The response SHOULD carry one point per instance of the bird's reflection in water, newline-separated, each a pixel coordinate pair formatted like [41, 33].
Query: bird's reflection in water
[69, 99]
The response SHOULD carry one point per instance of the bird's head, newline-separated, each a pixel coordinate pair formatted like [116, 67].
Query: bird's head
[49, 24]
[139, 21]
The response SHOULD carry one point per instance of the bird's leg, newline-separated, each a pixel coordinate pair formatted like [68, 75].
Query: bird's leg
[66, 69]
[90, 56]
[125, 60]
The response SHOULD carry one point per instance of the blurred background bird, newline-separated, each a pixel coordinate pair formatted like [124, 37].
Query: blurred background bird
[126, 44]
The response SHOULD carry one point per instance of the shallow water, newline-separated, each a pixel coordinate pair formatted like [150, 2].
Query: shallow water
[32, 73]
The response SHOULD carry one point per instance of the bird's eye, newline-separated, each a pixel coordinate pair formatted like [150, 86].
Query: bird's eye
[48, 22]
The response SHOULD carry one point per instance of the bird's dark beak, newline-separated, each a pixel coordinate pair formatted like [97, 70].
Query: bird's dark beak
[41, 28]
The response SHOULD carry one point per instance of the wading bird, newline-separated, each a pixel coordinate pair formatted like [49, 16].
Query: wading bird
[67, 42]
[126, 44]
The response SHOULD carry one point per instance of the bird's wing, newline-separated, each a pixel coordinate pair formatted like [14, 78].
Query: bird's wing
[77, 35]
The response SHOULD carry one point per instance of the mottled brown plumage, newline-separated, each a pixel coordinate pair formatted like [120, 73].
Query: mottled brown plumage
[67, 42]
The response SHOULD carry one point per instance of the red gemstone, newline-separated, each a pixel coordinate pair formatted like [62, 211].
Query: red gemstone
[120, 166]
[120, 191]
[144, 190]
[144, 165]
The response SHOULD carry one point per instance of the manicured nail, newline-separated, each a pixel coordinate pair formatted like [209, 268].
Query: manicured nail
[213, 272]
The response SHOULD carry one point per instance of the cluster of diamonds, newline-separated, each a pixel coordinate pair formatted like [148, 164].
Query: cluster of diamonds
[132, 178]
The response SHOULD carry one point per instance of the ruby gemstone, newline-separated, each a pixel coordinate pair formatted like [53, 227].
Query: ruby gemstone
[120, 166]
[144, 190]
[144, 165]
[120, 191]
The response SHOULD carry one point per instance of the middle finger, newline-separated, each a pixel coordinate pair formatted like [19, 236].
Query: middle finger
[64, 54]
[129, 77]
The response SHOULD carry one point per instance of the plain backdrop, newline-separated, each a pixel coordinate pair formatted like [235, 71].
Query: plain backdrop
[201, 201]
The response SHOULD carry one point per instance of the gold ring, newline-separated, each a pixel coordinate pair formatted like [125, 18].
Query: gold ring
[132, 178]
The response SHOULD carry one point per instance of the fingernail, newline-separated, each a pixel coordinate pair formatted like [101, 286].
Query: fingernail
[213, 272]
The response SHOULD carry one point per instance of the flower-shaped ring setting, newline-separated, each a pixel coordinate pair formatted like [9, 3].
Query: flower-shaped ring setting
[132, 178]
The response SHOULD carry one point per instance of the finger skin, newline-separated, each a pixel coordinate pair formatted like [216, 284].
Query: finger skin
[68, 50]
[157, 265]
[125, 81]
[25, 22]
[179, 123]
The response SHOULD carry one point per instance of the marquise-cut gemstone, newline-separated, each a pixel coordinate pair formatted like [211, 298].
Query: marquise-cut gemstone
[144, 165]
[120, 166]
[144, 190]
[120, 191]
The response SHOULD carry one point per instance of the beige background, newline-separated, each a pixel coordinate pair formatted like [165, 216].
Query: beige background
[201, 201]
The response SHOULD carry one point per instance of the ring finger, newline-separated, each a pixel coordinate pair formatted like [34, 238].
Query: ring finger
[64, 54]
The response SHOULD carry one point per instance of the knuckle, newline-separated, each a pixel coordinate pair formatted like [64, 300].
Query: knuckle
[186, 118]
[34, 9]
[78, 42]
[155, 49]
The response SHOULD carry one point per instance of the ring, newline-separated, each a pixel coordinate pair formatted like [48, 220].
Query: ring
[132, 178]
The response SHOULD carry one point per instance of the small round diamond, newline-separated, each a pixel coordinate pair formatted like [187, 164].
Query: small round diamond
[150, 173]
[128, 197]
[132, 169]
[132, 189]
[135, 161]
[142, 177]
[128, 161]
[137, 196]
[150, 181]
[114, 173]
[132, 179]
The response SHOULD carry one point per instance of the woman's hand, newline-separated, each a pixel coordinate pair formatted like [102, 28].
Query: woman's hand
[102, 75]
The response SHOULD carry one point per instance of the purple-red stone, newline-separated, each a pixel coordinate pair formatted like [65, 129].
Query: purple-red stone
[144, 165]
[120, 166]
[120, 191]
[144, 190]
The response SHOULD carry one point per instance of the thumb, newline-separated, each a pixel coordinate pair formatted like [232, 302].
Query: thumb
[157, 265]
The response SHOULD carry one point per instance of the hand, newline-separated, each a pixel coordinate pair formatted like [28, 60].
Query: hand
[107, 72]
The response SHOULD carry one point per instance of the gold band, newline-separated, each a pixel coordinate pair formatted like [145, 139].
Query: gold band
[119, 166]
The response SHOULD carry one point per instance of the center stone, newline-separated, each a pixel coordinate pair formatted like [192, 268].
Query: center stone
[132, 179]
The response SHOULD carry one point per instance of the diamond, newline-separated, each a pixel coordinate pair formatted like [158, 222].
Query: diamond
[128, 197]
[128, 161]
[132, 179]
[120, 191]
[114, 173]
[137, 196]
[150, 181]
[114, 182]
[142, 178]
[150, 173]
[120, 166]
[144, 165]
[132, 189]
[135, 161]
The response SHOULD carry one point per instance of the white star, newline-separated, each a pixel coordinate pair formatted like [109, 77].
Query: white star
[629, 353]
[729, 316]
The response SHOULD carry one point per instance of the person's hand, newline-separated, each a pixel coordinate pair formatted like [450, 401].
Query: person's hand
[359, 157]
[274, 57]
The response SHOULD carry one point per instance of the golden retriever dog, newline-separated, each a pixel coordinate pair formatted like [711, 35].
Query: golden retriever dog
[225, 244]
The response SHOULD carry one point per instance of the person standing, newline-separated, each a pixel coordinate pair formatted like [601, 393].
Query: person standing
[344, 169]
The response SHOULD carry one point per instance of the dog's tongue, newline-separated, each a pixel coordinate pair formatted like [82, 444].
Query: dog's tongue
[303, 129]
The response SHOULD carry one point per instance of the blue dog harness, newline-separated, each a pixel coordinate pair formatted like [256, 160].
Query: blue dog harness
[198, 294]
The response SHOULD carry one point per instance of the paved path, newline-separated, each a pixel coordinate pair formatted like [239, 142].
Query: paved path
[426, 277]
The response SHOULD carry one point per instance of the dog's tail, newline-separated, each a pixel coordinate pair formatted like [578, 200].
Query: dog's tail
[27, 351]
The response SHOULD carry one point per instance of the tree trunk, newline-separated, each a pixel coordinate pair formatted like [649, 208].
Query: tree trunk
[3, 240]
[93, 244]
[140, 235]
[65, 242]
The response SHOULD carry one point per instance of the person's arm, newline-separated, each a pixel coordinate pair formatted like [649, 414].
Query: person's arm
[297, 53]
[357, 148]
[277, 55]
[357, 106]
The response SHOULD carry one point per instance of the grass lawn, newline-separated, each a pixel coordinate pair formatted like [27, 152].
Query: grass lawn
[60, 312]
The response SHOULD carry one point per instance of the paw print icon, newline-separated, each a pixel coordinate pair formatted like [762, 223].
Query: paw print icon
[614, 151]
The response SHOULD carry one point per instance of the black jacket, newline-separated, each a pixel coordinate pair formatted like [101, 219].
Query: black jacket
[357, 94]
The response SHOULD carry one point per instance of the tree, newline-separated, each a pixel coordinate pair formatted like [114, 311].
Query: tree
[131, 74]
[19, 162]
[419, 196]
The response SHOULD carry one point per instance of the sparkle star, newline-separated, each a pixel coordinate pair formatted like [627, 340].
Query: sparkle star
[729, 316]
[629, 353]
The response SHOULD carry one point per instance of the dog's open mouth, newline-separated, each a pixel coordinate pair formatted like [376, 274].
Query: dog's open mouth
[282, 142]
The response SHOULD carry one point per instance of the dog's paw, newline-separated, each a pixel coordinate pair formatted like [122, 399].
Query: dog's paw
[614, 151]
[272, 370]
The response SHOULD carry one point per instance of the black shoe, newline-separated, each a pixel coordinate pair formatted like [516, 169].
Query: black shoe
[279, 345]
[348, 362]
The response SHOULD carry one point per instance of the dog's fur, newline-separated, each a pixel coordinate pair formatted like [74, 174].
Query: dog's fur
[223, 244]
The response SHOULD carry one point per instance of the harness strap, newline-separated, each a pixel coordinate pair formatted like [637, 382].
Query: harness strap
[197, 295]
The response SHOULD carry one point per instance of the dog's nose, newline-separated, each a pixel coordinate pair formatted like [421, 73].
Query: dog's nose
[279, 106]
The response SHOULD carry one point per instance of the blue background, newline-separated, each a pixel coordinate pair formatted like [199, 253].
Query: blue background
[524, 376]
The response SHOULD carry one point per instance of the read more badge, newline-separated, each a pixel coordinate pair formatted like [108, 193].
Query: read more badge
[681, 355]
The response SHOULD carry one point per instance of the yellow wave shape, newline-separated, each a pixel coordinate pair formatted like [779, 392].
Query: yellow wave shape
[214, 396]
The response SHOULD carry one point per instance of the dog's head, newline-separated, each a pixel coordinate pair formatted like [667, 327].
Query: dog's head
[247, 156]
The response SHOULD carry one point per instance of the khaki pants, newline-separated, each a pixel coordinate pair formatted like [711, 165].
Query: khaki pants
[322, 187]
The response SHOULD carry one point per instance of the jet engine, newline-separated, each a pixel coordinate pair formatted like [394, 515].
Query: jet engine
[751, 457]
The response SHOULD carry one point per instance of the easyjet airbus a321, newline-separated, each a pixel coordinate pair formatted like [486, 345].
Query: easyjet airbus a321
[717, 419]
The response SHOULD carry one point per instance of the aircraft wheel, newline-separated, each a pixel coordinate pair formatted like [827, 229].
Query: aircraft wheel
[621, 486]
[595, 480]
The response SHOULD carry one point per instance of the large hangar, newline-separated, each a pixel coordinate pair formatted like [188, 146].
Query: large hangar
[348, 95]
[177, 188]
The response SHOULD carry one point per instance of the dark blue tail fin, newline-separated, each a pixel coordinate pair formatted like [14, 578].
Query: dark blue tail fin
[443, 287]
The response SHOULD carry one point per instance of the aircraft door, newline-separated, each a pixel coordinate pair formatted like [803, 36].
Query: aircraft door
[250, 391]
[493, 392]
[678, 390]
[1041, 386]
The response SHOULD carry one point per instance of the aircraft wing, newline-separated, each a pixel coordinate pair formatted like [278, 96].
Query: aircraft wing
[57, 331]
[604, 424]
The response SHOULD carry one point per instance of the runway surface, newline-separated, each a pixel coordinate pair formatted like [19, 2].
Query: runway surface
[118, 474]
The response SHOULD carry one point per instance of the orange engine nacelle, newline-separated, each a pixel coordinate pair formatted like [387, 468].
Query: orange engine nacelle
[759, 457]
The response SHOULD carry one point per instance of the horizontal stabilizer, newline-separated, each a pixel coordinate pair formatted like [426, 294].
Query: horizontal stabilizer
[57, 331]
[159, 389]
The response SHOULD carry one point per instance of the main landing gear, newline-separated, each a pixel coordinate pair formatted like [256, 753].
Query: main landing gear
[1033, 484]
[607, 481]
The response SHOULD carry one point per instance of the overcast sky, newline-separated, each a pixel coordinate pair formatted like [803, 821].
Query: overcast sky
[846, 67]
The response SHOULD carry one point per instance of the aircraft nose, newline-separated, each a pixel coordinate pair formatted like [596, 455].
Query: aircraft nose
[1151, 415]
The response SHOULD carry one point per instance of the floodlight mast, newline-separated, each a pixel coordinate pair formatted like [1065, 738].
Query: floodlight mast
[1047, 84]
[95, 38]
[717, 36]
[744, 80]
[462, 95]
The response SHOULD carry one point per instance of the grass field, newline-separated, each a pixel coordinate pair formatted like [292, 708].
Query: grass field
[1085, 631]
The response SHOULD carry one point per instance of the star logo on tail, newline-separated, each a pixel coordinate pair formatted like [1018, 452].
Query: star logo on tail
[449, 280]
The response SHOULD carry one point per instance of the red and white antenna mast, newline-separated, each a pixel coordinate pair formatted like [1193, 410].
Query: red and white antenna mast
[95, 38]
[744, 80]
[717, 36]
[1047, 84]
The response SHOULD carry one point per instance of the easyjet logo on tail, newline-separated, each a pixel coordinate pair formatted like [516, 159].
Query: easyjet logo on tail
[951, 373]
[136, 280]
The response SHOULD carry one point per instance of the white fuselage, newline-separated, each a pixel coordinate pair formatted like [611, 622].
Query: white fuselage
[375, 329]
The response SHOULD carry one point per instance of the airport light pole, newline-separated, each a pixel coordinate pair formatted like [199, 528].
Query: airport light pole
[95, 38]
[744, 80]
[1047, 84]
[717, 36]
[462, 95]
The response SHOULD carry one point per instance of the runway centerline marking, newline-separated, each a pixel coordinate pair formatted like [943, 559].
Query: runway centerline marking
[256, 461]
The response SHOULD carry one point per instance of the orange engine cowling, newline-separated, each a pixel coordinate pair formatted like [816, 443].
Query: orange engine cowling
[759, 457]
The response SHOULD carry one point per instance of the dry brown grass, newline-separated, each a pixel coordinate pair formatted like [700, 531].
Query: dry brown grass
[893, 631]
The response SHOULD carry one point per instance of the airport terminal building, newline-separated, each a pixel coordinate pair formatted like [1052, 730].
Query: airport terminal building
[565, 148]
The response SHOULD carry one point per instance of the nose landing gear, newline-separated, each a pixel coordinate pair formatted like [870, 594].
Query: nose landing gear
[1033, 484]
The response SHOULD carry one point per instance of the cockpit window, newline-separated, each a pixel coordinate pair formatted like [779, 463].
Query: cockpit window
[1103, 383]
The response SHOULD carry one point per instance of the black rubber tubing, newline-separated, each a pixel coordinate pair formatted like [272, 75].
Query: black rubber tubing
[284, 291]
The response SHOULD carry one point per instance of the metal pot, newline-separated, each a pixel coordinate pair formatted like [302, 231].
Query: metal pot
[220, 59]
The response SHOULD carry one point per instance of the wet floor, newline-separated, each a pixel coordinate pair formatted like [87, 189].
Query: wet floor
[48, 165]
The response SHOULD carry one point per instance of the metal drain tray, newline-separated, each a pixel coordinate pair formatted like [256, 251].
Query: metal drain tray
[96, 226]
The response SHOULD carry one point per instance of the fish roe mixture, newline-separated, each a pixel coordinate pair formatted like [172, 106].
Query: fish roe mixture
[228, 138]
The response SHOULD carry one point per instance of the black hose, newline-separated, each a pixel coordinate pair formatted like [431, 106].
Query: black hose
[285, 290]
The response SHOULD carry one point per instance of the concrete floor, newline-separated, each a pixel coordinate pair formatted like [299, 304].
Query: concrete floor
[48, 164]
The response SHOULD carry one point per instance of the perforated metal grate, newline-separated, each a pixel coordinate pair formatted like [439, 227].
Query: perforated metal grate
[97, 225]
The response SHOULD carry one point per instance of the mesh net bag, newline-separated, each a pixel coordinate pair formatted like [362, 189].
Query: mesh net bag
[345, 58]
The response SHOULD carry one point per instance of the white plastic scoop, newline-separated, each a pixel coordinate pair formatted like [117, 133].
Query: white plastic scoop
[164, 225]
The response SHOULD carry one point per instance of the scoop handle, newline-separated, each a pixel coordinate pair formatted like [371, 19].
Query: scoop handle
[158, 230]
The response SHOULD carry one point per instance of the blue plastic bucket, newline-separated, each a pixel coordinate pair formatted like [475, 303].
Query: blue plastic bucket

======

> [Exercise]:
Copy out the lines verbatim, starting at the line containing "like [117, 133]." and continuing through the final line.

> [Full answer]:
The response SHOULD carry one point per instance of the white plastic scoop, newline-separated, each a pixel coordinate pair formatted like [117, 133].
Query: white plastic scoop
[164, 225]
The response SHOULD carry one point per instance of the scoop handle, newline-separated, each a pixel coordinate pair formatted like [371, 19].
Query: scoop handle
[158, 230]
The response SHOULD carry one point per instance of the blue plastic bucket, newline-separated, each a pixel coordinate pair formatted like [475, 303].
Query: blue plastic bucket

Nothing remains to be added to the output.